◆ What to produce
In the records below, which lines include "female"? Copy them.
(Beginning of Data under study)
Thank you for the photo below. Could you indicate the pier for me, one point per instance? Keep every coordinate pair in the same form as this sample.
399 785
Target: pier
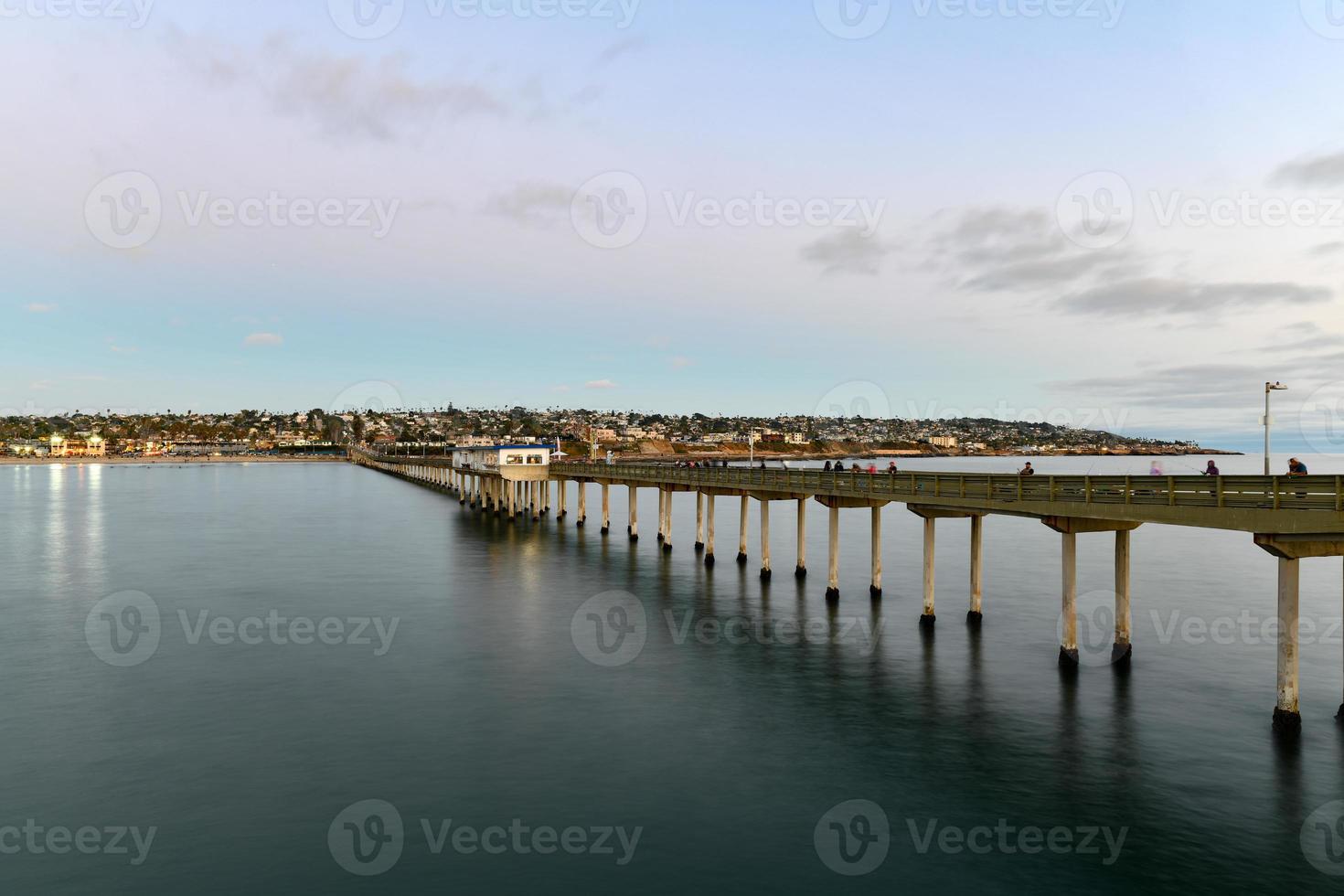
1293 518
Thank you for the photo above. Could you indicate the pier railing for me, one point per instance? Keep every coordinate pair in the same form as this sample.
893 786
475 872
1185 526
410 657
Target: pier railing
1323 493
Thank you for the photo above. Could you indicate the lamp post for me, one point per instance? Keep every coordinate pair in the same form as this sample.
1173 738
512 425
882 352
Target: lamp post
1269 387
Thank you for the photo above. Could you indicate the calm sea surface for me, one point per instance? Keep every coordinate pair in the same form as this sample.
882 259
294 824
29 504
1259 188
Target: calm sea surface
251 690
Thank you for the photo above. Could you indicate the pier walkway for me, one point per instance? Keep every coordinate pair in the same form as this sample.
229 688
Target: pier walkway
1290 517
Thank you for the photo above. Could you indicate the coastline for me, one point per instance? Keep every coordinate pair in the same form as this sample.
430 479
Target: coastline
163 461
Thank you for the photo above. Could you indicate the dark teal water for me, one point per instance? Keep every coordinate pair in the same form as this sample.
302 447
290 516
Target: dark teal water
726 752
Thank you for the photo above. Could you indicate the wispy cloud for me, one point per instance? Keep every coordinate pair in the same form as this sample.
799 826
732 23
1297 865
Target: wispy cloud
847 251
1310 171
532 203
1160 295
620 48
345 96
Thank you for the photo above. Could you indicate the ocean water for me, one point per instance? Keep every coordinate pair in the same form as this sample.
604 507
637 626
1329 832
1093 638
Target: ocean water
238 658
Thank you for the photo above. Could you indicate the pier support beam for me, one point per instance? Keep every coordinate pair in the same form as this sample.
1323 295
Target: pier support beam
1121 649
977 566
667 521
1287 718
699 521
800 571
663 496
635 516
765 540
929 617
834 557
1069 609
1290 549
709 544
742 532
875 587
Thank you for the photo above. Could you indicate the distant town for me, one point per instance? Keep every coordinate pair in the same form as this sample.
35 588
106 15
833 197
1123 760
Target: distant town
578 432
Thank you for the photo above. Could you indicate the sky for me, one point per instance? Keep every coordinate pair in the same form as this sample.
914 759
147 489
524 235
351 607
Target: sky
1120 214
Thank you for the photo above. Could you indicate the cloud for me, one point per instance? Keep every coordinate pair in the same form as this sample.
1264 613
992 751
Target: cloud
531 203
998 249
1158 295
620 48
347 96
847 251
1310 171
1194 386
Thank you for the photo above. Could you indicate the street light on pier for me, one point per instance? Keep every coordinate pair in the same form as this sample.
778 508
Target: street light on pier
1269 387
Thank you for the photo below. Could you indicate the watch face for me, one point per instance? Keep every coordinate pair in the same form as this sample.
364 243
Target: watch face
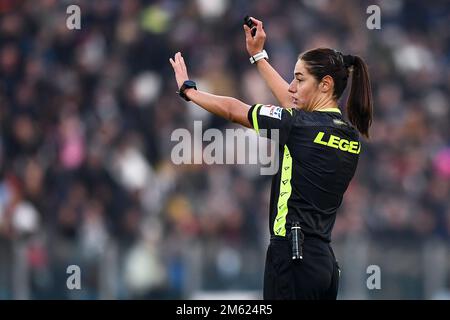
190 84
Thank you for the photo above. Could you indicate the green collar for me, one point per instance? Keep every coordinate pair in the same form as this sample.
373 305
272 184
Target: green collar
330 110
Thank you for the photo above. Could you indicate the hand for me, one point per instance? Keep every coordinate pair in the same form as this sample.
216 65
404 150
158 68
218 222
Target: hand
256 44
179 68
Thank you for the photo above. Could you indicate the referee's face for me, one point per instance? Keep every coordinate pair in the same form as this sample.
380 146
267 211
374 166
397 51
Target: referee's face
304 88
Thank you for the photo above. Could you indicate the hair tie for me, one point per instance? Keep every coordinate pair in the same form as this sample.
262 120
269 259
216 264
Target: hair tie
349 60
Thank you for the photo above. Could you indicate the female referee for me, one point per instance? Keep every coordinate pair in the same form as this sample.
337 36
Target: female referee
(End of Data under study)
◆ Your solution
Thank you for the photo above. Could you indicate the female referee for me, one point per instance? Keep every coordinate pair in the same form as this sample.
Target: female referee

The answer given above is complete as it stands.